■ INSTRUCTIONS FOR THE TASK ■
Please transcribe all of the records below verbatim, line by line.

Extracted records:
┏━━

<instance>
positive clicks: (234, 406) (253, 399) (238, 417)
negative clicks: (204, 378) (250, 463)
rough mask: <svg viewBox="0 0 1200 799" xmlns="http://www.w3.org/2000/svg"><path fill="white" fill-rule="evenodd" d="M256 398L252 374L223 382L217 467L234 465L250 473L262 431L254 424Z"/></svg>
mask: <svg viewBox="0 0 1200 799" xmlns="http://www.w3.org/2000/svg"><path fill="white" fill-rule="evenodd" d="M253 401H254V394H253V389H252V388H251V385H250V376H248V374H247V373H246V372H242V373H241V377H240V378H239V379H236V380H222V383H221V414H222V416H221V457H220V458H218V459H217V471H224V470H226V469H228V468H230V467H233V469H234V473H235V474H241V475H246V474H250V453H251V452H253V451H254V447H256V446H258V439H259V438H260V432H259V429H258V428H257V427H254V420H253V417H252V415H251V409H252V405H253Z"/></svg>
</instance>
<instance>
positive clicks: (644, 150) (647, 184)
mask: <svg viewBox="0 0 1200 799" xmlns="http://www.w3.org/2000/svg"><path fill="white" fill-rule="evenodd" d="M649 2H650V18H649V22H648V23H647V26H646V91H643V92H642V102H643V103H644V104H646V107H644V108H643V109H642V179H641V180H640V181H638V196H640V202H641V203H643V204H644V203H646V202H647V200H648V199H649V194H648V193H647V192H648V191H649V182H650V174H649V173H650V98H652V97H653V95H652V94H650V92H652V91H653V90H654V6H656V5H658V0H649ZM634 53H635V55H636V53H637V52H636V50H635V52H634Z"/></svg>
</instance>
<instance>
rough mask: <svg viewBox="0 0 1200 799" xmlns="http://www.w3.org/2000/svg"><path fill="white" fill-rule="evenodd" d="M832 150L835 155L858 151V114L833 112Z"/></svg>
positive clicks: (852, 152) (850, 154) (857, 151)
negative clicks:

┗━━

■ RESULT OF THIS EXERCISE ■
<instance>
positive clicks: (234, 406) (253, 399) (238, 417)
negative clicks: (204, 378) (250, 463)
rough mask: <svg viewBox="0 0 1200 799" xmlns="http://www.w3.org/2000/svg"><path fill="white" fill-rule="evenodd" d="M256 398L252 374L223 382L217 467L234 465L250 473L262 431L254 424Z"/></svg>
mask: <svg viewBox="0 0 1200 799" xmlns="http://www.w3.org/2000/svg"><path fill="white" fill-rule="evenodd" d="M253 401H254V394H253V389H252V388H251V385H250V376H248V374H247V373H246V372H242V373H241V377H240V378H239V379H236V380H222V383H221V414H222V416H221V457H220V458H218V459H217V471H224V470H226V469H228V468H230V467H233V469H234V473H235V474H241V475H246V474H250V453H251V452H253V451H254V447H256V446H258V439H259V438H260V432H259V429H258V428H257V427H254V420H253V417H252V415H251V409H252V405H253Z"/></svg>
</instance>
<instance>
positive clicks: (644, 150) (647, 184)
mask: <svg viewBox="0 0 1200 799" xmlns="http://www.w3.org/2000/svg"><path fill="white" fill-rule="evenodd" d="M649 2H650V18H649V22H648V23H647V26H646V91H643V92H642V102H643V103H644V104H646V107H644V108H643V109H642V179H641V180H640V181H638V196H640V202H641V203H643V204H644V203H646V202H647V200H648V199H649V194H648V193H647V192H648V191H649V182H650V174H649V173H650V98H652V97H653V95H652V94H650V92H652V91H653V90H654V6H656V5H658V0H649ZM634 53H635V55H636V53H637V52H636V50H635V52H634Z"/></svg>
</instance>
<instance>
rough mask: <svg viewBox="0 0 1200 799" xmlns="http://www.w3.org/2000/svg"><path fill="white" fill-rule="evenodd" d="M832 150L835 155L858 151V114L833 112Z"/></svg>
positive clicks: (852, 152) (850, 154) (857, 151)
negative clicks:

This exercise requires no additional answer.